• TASKS FOR THIS EXERCISE
1 - List every date or year mentioned in the extract on disaster preparedness in Japan and Bangladesh.
2 - Print the passage of the disaster-preparedness extract from "(Via Foreign Policy)" up to and including "for preventive action.".

• EXTRACT
#####
At two minutes to noon on Sept. 1, 1923, the ground began to tremble in Tokyo and nearby Yokohama. A 7.9 magnitude earthquake had struck Japan. The shaking lasted for nearly five minutes, causing gas stoves to topple, which in turn ignited thousands of wooden buildings. The fires eventually claimed more lives than the quake itself — more than 140,000 people died in all. Although Japan had experienced earthquakes in the past, this one was different and for a singularly important reason: It inspired the Japanese to focus intently on disaster preparedness.
Almost nine decades later, that readiness was put to the test in extreme fashion. On March 11, 2011, a 9.1 magnitude earthquake struck Japan. Within 10 minutes, a tsunami — which in some places towered as high as a 10-story building — crashed into the coast and swept as far as six miles inland. Unlike in 1923, however, this time Japan’s government and its citizens were ready.
(Via Foreign Policy)
Check it: after natural disasters they assess and make adjustments. In between the Japanese practice. They train. They analyze.
How about Bangladesh?
Because of the country’s susceptibility to frequent flooding, it is also vulnerable to the spread of diarrheal diseases, such as cholera. When flooding struck in 1988, such illnesses caused 27 percent of the resulting deaths in one rural area in the country. Yet when Bangladesh was hit by unprecedented floods in August 2017, which damaged or destroyed nearly 700,000 homes, there were virtually no deaths from diarrheal diseases, according to the website Third Pole. The reason? More effective public health measures, including better-equipped medical facilities and greater awareness of the need for preventive action.
#####
• ENTRIES PROVIDED
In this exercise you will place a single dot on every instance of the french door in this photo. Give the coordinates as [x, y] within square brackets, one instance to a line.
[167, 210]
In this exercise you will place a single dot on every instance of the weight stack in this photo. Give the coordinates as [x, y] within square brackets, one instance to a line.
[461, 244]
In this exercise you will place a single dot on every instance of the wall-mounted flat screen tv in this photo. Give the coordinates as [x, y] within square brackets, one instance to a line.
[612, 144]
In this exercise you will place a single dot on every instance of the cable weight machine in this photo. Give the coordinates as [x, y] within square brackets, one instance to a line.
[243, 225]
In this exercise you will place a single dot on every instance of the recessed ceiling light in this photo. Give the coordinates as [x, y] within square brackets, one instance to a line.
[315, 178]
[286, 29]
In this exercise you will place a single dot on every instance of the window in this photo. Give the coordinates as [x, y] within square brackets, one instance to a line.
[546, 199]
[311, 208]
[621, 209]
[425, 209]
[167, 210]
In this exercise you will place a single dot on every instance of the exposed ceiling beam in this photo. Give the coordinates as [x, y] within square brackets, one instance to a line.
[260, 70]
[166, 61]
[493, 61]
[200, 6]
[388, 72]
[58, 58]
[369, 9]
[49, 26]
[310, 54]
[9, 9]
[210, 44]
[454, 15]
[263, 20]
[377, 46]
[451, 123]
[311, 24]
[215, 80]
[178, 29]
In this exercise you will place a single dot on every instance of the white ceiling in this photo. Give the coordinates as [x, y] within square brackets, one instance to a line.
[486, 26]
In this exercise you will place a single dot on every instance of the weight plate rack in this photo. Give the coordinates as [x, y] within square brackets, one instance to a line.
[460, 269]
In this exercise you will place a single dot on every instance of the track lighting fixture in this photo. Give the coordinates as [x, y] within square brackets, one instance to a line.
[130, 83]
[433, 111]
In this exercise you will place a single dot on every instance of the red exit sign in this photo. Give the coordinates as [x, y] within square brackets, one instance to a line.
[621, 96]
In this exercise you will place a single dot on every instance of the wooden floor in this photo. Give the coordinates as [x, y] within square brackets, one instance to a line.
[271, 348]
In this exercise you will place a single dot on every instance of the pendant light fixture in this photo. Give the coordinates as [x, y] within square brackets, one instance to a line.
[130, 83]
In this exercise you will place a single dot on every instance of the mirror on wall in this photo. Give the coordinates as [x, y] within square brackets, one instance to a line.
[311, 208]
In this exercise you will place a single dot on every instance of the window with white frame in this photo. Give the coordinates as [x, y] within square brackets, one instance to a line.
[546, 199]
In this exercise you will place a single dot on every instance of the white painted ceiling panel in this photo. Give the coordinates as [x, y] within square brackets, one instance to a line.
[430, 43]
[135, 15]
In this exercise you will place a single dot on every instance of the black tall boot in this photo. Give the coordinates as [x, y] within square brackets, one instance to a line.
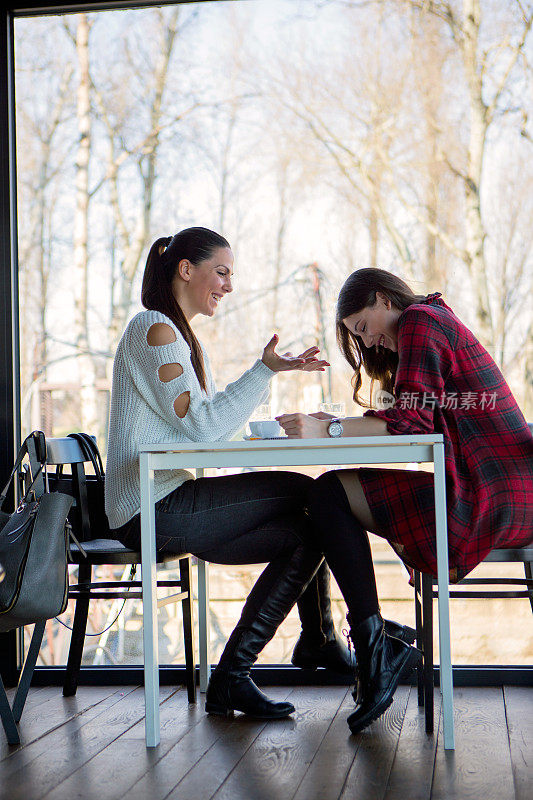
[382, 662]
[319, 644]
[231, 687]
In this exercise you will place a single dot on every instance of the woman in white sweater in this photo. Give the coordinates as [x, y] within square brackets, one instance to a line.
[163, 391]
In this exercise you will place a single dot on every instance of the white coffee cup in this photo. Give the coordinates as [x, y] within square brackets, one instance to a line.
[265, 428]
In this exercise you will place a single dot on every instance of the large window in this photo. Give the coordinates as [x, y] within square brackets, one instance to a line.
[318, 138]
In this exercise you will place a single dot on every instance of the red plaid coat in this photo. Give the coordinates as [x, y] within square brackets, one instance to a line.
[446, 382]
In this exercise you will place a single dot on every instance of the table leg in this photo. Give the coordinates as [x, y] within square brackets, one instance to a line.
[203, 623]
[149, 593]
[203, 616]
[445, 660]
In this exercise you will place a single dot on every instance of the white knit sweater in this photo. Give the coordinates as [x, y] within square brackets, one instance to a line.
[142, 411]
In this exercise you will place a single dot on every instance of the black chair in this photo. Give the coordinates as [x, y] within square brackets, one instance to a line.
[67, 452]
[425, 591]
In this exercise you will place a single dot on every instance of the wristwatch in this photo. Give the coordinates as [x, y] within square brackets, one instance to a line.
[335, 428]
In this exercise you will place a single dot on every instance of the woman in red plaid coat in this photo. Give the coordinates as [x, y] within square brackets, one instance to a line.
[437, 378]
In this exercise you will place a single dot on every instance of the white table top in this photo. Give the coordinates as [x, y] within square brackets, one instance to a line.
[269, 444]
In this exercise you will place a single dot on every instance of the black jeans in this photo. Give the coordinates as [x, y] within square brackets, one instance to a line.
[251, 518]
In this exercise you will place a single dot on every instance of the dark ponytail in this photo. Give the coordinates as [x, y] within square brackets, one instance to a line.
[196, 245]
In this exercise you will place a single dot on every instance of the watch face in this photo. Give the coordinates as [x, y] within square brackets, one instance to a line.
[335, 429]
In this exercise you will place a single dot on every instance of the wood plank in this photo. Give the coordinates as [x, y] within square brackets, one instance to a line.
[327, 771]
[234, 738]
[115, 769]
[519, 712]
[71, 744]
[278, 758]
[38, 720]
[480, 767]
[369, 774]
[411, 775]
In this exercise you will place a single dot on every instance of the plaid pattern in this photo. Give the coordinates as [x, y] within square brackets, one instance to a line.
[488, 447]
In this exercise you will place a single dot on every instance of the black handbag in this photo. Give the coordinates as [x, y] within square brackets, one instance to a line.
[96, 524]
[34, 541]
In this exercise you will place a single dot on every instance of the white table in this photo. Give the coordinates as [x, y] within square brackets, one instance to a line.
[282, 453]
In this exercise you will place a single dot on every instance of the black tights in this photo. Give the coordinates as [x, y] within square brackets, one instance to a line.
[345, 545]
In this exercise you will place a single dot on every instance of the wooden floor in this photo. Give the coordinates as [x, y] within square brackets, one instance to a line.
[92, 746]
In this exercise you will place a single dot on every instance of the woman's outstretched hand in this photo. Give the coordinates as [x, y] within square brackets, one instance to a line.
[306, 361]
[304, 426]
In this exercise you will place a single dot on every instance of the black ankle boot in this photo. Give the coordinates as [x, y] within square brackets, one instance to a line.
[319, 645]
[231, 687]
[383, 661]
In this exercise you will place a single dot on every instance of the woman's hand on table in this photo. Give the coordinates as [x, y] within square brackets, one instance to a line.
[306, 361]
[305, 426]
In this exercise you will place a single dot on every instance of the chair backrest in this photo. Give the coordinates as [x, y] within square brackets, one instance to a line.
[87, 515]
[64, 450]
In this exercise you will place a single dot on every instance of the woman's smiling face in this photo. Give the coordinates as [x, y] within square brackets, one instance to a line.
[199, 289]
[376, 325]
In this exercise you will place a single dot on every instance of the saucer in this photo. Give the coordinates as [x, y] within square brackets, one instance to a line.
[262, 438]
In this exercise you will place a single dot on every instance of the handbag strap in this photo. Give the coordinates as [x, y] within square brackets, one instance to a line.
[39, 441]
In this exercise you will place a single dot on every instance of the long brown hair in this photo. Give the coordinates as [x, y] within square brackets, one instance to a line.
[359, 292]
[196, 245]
#####
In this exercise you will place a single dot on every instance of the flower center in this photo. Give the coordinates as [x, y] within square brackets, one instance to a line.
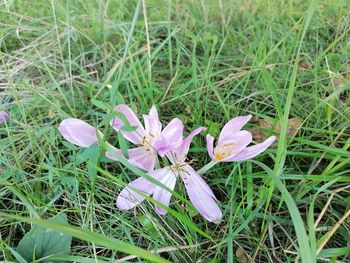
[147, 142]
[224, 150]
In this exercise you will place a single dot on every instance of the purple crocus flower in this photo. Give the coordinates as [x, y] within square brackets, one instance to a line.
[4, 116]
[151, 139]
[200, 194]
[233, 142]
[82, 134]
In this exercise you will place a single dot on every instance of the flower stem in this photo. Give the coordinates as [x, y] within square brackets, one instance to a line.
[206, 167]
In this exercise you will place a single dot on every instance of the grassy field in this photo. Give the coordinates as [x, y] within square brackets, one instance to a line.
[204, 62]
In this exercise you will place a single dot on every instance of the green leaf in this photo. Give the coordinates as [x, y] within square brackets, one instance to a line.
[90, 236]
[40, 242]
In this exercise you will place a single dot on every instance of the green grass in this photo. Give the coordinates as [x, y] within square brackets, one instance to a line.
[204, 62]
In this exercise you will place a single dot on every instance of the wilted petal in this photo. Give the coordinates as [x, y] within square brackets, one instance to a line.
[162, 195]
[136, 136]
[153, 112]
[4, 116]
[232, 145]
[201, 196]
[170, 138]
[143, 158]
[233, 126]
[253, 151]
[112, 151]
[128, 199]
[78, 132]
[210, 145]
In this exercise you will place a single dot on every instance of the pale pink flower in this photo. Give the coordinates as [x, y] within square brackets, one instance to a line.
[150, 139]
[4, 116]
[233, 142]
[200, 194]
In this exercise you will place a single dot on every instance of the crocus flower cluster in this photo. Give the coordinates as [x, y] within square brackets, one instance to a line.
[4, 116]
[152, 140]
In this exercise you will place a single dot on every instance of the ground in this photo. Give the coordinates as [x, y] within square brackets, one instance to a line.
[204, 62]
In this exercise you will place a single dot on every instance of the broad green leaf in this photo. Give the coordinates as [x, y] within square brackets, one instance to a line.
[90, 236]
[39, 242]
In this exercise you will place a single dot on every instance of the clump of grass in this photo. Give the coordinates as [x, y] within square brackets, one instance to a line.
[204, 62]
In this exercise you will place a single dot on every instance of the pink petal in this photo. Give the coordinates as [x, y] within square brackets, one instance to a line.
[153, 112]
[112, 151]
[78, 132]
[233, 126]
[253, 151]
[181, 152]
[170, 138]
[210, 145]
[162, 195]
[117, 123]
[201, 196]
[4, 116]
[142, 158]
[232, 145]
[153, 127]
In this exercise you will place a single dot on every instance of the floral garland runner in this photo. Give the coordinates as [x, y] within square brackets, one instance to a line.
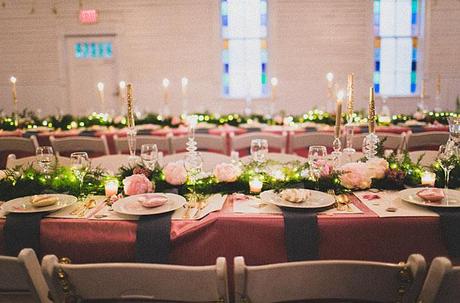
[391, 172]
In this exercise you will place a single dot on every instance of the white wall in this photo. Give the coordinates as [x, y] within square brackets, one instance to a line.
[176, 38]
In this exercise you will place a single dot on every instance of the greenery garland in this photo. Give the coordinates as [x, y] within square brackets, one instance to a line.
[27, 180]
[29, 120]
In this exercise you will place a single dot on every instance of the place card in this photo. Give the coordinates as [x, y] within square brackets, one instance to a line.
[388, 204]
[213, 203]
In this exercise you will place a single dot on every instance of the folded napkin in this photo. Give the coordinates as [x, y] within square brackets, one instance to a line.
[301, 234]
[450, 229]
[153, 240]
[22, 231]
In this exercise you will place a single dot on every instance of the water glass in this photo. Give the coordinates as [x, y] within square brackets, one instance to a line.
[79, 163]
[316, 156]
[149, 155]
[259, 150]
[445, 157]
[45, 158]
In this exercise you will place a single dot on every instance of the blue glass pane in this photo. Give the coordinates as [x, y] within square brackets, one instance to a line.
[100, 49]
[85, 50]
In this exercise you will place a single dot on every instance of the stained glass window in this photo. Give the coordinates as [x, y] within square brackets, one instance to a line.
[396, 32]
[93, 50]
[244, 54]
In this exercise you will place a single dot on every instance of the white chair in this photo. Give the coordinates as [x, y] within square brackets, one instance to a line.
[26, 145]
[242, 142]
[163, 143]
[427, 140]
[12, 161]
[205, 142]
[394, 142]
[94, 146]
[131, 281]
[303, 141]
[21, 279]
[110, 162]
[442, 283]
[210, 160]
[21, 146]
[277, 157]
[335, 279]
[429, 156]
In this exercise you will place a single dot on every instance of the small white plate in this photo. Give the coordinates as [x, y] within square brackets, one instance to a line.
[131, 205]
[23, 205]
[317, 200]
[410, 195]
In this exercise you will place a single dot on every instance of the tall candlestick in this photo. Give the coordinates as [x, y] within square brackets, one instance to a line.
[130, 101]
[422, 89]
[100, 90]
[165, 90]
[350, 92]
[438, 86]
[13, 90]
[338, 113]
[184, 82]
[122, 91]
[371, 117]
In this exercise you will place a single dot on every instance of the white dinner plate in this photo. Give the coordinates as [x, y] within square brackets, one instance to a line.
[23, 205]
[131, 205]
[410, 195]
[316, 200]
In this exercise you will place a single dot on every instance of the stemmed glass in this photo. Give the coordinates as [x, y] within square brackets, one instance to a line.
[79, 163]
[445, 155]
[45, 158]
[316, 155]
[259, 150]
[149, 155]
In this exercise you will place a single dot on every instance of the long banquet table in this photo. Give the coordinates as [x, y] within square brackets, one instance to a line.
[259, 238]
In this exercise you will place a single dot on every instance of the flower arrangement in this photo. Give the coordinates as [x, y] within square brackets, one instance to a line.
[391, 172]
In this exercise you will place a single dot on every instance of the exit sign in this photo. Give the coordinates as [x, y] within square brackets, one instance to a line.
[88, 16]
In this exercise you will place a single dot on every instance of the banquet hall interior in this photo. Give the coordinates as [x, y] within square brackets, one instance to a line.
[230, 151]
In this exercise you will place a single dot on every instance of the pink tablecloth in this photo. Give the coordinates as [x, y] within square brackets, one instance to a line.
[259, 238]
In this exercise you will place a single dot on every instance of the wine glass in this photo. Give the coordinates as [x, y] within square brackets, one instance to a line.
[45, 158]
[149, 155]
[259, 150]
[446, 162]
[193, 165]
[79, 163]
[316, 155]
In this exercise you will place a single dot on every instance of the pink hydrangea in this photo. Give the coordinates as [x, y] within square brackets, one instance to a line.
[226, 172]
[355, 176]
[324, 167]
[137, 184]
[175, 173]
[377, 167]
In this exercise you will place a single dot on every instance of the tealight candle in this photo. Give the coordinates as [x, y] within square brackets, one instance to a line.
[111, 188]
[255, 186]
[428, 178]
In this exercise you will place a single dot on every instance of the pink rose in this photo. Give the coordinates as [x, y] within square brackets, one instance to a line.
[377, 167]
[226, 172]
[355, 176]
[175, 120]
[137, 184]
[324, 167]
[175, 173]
#####
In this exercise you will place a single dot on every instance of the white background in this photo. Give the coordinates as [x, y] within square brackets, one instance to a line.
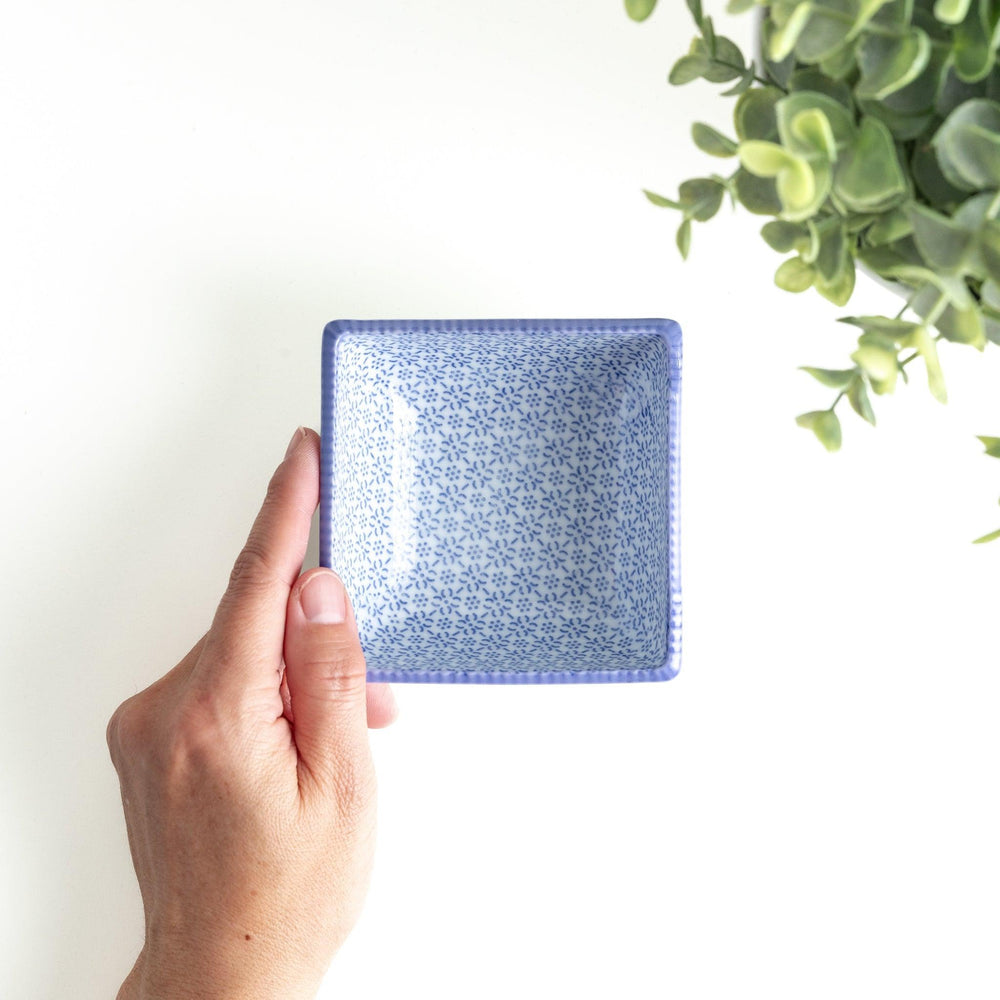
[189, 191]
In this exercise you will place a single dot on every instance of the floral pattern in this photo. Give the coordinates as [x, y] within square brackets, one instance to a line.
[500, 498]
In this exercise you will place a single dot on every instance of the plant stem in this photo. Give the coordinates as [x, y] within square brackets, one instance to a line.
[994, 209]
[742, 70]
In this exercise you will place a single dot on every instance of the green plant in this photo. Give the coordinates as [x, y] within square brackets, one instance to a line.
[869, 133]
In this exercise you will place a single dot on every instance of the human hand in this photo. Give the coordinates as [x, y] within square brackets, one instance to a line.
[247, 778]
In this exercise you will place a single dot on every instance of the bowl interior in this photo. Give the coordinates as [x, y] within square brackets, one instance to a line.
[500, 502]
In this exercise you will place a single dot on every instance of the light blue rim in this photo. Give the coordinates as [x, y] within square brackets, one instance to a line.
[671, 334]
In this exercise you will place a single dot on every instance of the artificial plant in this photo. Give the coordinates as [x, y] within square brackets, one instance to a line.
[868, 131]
#####
• OUTPUTS IN ORDER
1 - Sept. 1, 1923; March 11, 2011; 1988; August 2017

2 -
(Via Foreign Policy)
Check it: after natural disasters they assess and make adjustments. In between the Japanese practice. They train. They analyze.
How about Bangladesh?
Because of the country’s susceptibility to frequent flooding, it is also vulnerable to the spread of diarrheal diseases, such as cholera. When flooding struck in 1988, such illnesses caused 27 percent of the resulting deaths in one rural area in the country. Yet when Bangladesh was hit by unprecedented floods in August 2017, which damaged or destroyed nearly 700,000 homes, there were virtually no deaths from diarrheal diseases, according to the website Third Pole. The reason? More effective public health measures, including better-equipped medical facilities and greater awareness of the need for preventive action.